Aufgabe — Setze den Forenthread über Videoüberwachung auf Bahnhöfen fort, beginnend mit dem Beitrag von Heiko.
### Text
# Bitte lächeln , sie sind auf Sendung...



## jupp11 (13 Juni 2003)

http://www.heise.de/newsticker/data/wst-13.06.03-001/



			
				Heise schrieb:
			
		

> Innenminister für mehr Überwachungs-Kameras auf Bahnhöfen
> Nach dem Fund einer Koffer-Bombe im Dresdner Hauptbahnhof hat Bundesinnenminister
> Otto Schily eine Ausweitung der Videoüberwachung in Bahnhöfen angekündigt.
> ..
> ...


Immer nach dem Motto, es muß was gschg´n , oder operative Hektik ersetzt geistige Windstille.

Jupp

PS Was doch alles aus so einem ehemaligen Verteidiger der RAF so alles werden kann.....
nachzulesen unter:
http://www.dhm.de/lemo/html/biografien/SchilyOtto/


----------



## Raimund (13 Juni 2003)

@jupp11,

Du musst Dich gar nicht wundern: Ein ehemaliger Pflastersteinschmeisser gibt bei uns den Aussenminister.

Gruss
Raimund


----------



## Heiko (13 Juni 2003)
######
### Erfasste Daten
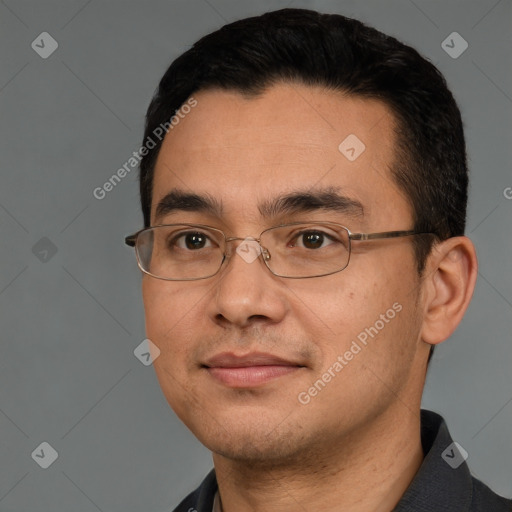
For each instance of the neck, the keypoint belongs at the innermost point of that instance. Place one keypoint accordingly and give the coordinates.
(366, 471)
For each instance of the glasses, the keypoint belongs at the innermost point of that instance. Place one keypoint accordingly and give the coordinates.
(188, 252)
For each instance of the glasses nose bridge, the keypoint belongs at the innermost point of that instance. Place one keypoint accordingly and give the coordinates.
(264, 250)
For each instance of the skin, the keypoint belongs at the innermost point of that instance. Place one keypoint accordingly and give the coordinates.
(357, 442)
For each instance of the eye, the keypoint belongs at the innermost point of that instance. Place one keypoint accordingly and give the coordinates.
(191, 240)
(312, 239)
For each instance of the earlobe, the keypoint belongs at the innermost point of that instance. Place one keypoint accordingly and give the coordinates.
(449, 282)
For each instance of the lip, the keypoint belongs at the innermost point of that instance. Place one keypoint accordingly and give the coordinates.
(249, 370)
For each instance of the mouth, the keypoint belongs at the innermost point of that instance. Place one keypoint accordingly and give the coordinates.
(249, 370)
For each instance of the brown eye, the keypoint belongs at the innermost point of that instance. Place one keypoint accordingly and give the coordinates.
(312, 239)
(192, 241)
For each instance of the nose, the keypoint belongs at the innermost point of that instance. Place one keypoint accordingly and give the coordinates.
(247, 292)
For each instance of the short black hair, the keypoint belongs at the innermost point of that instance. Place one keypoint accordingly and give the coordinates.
(342, 54)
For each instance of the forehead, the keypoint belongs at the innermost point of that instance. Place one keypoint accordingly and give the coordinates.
(292, 137)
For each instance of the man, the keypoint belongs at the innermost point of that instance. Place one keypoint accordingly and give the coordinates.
(303, 252)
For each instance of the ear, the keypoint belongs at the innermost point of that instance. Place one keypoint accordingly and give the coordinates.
(448, 285)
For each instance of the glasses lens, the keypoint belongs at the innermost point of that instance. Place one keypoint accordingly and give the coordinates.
(180, 252)
(307, 250)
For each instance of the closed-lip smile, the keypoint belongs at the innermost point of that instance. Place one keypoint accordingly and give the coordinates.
(249, 370)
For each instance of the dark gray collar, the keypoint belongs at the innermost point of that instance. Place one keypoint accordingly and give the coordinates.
(442, 484)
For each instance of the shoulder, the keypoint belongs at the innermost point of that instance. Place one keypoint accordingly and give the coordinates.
(485, 500)
(201, 500)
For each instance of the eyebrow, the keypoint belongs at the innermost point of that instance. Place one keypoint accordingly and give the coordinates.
(325, 199)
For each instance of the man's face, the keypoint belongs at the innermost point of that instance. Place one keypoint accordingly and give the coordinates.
(244, 152)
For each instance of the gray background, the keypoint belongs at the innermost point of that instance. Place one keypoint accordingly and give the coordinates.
(71, 319)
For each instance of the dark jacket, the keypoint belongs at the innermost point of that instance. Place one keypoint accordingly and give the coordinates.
(442, 484)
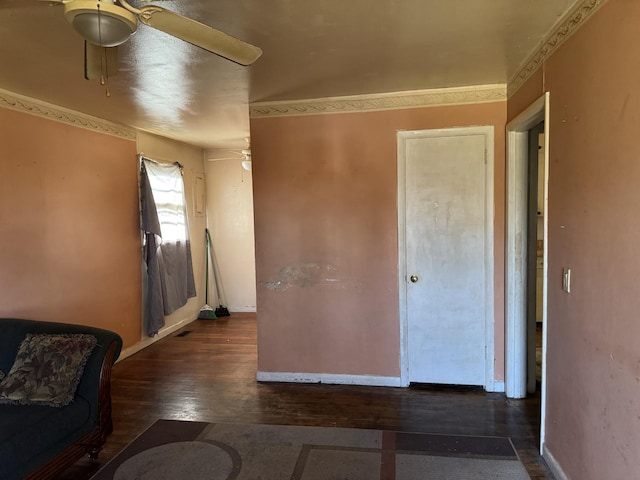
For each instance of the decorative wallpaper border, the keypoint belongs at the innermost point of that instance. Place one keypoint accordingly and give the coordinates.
(579, 14)
(385, 101)
(17, 102)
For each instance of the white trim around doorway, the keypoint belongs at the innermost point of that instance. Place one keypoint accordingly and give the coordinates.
(516, 261)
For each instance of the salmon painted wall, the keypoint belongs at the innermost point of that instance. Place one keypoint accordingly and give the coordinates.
(593, 376)
(325, 189)
(69, 241)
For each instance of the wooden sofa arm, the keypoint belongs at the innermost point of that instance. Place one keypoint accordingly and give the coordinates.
(93, 442)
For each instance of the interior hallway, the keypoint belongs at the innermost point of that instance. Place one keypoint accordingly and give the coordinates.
(206, 372)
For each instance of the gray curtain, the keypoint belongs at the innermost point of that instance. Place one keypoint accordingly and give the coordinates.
(167, 248)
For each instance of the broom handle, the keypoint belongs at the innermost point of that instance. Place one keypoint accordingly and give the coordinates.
(206, 267)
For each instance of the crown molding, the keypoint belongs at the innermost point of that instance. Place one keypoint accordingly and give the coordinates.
(384, 101)
(564, 29)
(42, 109)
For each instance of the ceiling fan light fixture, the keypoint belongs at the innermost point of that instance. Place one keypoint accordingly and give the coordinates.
(101, 23)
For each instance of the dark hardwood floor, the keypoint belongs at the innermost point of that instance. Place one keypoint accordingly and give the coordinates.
(206, 372)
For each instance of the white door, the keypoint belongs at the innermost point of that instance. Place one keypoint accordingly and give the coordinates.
(446, 255)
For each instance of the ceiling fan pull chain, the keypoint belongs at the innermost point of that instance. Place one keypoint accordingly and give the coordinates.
(104, 67)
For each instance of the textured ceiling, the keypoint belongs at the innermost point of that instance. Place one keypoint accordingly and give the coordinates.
(324, 48)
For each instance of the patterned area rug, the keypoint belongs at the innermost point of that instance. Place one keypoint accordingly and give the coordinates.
(171, 450)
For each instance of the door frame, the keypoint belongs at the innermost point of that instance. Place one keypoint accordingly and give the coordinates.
(516, 262)
(490, 385)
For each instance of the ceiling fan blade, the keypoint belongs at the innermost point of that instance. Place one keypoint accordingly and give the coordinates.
(200, 35)
(99, 62)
######
Ergebnis —
Raimund schrieb:
			
		

> Du musst Dich gar nicht wundern: Ein ehemaliger Pflastersteinschmeisser gibt bei uns den Aussenminister.


Man muß jedem Menschen auch das Potential zugestehen, seine Fehler einzusehen und sich zu ändern.
Zudem macht Joschka eine wesentlich bessere Figur als Aussenminister als ich ihm zu Beginn jemals zugetraut hätte. Zumindest meiner Meinung nach.


----------



## Lumumba (14 Juni 2003)

Heiko schrieb:
			
		

> Raimund schrieb:
> 
> 
> 
> ...


Richtig! Dem kann ich nur zustimmen! 
Und wie heißt es immer so schön...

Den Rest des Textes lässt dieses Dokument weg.